> RECORDS FOR PROCESSING:

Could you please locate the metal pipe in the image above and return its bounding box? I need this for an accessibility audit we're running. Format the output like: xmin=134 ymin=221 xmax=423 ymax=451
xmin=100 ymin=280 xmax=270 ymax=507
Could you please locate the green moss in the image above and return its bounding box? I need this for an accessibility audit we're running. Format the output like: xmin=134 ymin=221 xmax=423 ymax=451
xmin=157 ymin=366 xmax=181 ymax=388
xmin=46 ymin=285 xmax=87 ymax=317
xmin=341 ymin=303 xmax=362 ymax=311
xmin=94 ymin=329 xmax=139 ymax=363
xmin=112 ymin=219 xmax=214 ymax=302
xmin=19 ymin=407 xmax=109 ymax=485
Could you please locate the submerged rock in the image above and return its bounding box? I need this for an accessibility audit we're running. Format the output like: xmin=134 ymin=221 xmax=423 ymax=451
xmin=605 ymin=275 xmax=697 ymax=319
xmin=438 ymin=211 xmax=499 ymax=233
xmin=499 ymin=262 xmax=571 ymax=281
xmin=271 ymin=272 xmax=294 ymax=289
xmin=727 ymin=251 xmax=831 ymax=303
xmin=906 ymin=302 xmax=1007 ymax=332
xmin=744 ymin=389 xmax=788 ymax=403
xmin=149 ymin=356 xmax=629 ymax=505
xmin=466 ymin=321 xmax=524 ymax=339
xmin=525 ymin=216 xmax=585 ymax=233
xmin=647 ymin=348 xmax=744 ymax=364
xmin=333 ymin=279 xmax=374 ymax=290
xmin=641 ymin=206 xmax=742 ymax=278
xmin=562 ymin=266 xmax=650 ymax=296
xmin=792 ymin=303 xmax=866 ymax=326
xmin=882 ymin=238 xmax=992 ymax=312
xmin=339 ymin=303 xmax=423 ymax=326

> PROBLEM DETAILS:
Reproduce the entries above in full, precisely as written.

> WRITTEN SOLUTION:
Could you please locate the metal pipe in the image above and return its bounding box? I need this for an accessibility audit we're running. Format the output like: xmin=134 ymin=221 xmax=423 ymax=451
xmin=100 ymin=280 xmax=270 ymax=507
Could you please locate the green moss in the image above and return its bounding box? I need this for an accessibility audit we're running. Format the output like: xmin=134 ymin=221 xmax=423 ymax=451
xmin=157 ymin=366 xmax=181 ymax=388
xmin=46 ymin=285 xmax=87 ymax=317
xmin=341 ymin=303 xmax=362 ymax=311
xmin=94 ymin=329 xmax=139 ymax=363
xmin=112 ymin=219 xmax=214 ymax=302
xmin=19 ymin=407 xmax=109 ymax=485
Could you please locate the submerged rock in the image above and return its bounding box? I need this for an accessibility audit we're running. Format the output like: xmin=134 ymin=221 xmax=423 ymax=451
xmin=605 ymin=275 xmax=697 ymax=319
xmin=438 ymin=211 xmax=499 ymax=233
xmin=499 ymin=262 xmax=571 ymax=281
xmin=271 ymin=272 xmax=294 ymax=289
xmin=727 ymin=251 xmax=831 ymax=303
xmin=906 ymin=302 xmax=1007 ymax=332
xmin=744 ymin=389 xmax=788 ymax=403
xmin=149 ymin=356 xmax=629 ymax=505
xmin=466 ymin=321 xmax=524 ymax=339
xmin=525 ymin=216 xmax=585 ymax=233
xmin=647 ymin=348 xmax=744 ymax=364
xmin=333 ymin=279 xmax=374 ymax=290
xmin=641 ymin=206 xmax=742 ymax=278
xmin=562 ymin=266 xmax=650 ymax=296
xmin=792 ymin=303 xmax=866 ymax=326
xmin=882 ymin=238 xmax=992 ymax=312
xmin=339 ymin=303 xmax=423 ymax=326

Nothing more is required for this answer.